═══ Sayfa Alıntısı ═══

Şair, içinde yaşadığı toplumun kültürünü çok iyi bilmelidir. Türk Halk Şiirini ya da Klasik Türk Şiirini bilmeyen hiçbir Türk şairi düşünemiyorum. Türk Halk Edebiyatını basit gören ya da Klasik Türk Edebiyatını yabancı sayan bir anlayışı kabul etmiyorum. Beğense de beğenmese de bu edebiyatlar sonuçta bizim edebiyatımızdır ve bilmek zorundayız. Bu edebiyatlarda kullanılan nazım biçimlerini, ölçü ve uyaklarını, söz sanatlarını ve mazmunları bilmek gerekir. Batı Etkisinde Gelişen Türk Edebiyatını zaten bilecek. Hele çağdaşlarını, onları yakından takip edecek ve bunların da neler yaptıkları görecek. Şair, sadece çağdaşı olan şairleri bilmekle yetinmemelidir. Sadece kendi dönemini iyi bilen sanatçının şairliği eksik kalır. Hele de içinde yaşadığı toplumun geçmişinde köklü bir şiir kültürü varsa, bunu asla göz ardı edemez. Sonra, evrensel olabilmek için, diğer ulusların edebiyatlarını da bilmelidir. Bunun için hem Doğu Edebiyatını hem Batı Edebiyatını bilmek zorundadır. Hele Dünya edebiyatında önemli yeri olan Batı Edebiyatını da iyi bilmek zorundadır.
Sadece birkaç şairin yaptığı sanata bakarak, onları kendisine örnek alarak, onların yaptıklarının aynısını yapmaya kalkmak, taklitçilikten öteye geçemez. Ve hiçbir zaman taklit aslının aynısı olamaz, sadece aslının kötü bir örneği olur.

═══

◆ **Görevler**
1. Yukarıdaki sayfa alıntısında "Şair, içinde yaşadığı toplumun kültürünü" sözleriyle başlayan paragrafı, ana bilgilerini koruyarak madde listesi hâlinde yeniden yazınız.
2. Yukarıdaki sayfa alıntısına göre aşağıdaki soruları yanıtlayınız.
(a) Şair, evrensel olabilmek için hangi edebiyatları bilmelidir?
(b) Sadece kendi dönemini iyi bilen sanatçının şairliği için ne söylenmektedir?
(c) Taklidin aslıyla ilişkisi hakkında ne söylenmektedir?

═══ Veriler ═══

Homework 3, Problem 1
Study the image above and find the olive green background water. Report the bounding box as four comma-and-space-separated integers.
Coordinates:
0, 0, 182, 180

═══

◆ **Görev Sonuçları**
1.
- Şair, içinde yaşadığı toplumun kültürünü çok iyi bilmelidir.
- Türk Halk Edebiyatını basit ya da Klasik Türk Edebiyatını yabancı sayan anlayış kabul edilmez. Bu edebiyatlar bizim edebiyatımızdır ve bilinmek zorundadır.
- Bu edebiyatların nazım biçimleri, ölçü ve uyakları, söz sanatları ve mazmunları bilinmelidir.
- Batı Etkisinde Gelişen Türk Edebiyatı da bilinmeli, çağdaş şairler yakından takip edilmelidir.
- Yalnızca kendi dönemini iyi bilen sanatçının şairliği eksik kalır. Toplumun geçmişinde köklü bir şiir kültürü varsa, bu göz ardı edilemez.
- Evrensel olabilmek için diğer ulusların edebiyatları, yani hem Doğu hem Batı Edebiyatı bilinmelidir. Dünya edebiyatında önemli yeri olan Batı Edebiyatı özellikle iyi bilinmelidir.

2.
(a) Diğer ulusların edebiyatlarını, yani hem Doğu Edebiyatını hem Batı Edebiyatını bilmelidir.
(b) Eksik kaldığı söylenmektedir.
(c) Taklit hiçbir zaman aslının aynısı olamaz, sadece aslının kötü bir örneği olur.